[Saved data entries]
━━━━━━━━━━

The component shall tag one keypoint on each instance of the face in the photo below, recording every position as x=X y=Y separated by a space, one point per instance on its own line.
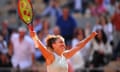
x=22 y=33
x=56 y=31
x=99 y=35
x=59 y=45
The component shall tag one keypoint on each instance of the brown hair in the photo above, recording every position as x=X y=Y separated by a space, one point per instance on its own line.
x=50 y=39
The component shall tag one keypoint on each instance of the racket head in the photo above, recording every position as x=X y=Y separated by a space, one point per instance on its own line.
x=25 y=11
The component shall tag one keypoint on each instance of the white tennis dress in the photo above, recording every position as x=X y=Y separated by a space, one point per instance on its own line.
x=59 y=64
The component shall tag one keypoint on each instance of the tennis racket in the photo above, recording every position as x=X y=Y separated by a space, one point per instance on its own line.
x=25 y=11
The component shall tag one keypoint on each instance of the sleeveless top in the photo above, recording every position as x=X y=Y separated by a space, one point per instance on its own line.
x=58 y=65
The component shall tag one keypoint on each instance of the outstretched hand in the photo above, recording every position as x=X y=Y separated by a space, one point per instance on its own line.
x=31 y=30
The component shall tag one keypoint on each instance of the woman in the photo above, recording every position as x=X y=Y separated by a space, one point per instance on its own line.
x=54 y=51
x=102 y=50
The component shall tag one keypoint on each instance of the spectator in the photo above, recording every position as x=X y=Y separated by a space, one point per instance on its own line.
x=107 y=27
x=67 y=25
x=22 y=50
x=116 y=24
x=78 y=5
x=4 y=60
x=56 y=30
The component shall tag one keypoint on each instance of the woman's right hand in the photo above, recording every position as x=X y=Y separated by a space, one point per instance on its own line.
x=32 y=32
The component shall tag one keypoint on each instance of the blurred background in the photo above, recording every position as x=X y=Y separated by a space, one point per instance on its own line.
x=74 y=20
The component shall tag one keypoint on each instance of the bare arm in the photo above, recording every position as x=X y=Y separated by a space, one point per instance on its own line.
x=38 y=43
x=81 y=44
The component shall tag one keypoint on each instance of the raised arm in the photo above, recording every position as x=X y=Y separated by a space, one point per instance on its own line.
x=81 y=44
x=46 y=53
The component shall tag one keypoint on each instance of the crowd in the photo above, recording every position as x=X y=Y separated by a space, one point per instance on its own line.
x=17 y=50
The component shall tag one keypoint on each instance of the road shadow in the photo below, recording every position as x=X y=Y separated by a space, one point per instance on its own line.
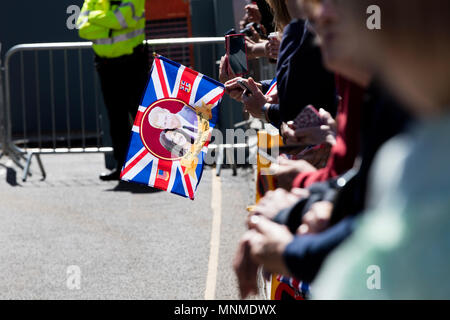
x=124 y=186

━━━━━━━━━━

▸ **WHAT YOU ARE ASKED TO DO**
The records above need to be given again exactly. Omit the pictures.

▸ **TASK SOLUTION**
The component shall tag one keypoint on each instance of the face in the photo below, recording every position as x=X y=Y separated by a space, one point per instance on its own line.
x=22 y=33
x=56 y=31
x=99 y=35
x=59 y=45
The component shall tag one keypoint on each instance of the brown hair in the photo above, recording every position as x=X y=Y separated by a space, one point per instance on its own line.
x=50 y=39
The component shall tag one keypoint on each instance of the racket head in the photo above, recording every position as x=X y=Y separated by a space, one point per instance on its own line.
x=25 y=11
The component shall tag one keypoint on each instance of the white tennis dress in the photo above, recording every position as x=X y=Y separated by a space, one point per instance on its own line.
x=59 y=64
The component shall tag one keypoint on each instance of the tennis racket in the photo above, recording every position as x=X y=Y separated by a space, one point per instance on its own line.
x=25 y=11
The component shall tag one keypoint on each instance of the sleeveless top in the photo above, recording every position as x=X y=Y separated by a space, one point per instance on its own line.
x=58 y=65
The component shall tag one keypoint on each instance of the outstretched hand in the photo above, recording every position as x=X y=Y separated by a space, one point per instance on its own line.
x=31 y=30
The component shall tag one keypoint on each instance of the woman in the photo above, recording every position as x=X y=Y separated by a space, one point per instance on its own line.
x=54 y=51
x=102 y=50
The component shall tag one keypoint on each instance of the spectator in the photo above, recording every position as x=X y=Y separated by a space, one point per instance on its own line.
x=107 y=27
x=67 y=25
x=22 y=50
x=116 y=24
x=78 y=5
x=4 y=60
x=56 y=30
The component shall tag one keypoint on each instance of the woman's right hand in the photo above, recording every position as x=X y=Y separated by a space, one point per instance on its own line.
x=32 y=32
The component shall tag one keypoint on each instance of the blurred background in the photo above, recording every position as x=X y=Y separated by a space, one point per instance on its own line.
x=74 y=20
The component shall tag one keypoint on each instance of the bare arm in the photo above, recording every position as x=X y=Y separated by a space, one point per instance on its own line.
x=38 y=43
x=81 y=44
The component shall tag one keypoint on each instance of the raised arm in the photo above, recording every position as x=X y=Y separated by a space, one point per instance on its own line.
x=81 y=44
x=46 y=53
The component shall tag one keypoint on each instance of the crowd in the photo above, recording every position as x=X y=Y separated by a space, one point per instance on its own line.
x=17 y=50
The component shall tag one keypoint on each instance of the road shadow in the photo below, recording every position as x=X y=Y separated by a space, one point per instance on its own line.
x=124 y=186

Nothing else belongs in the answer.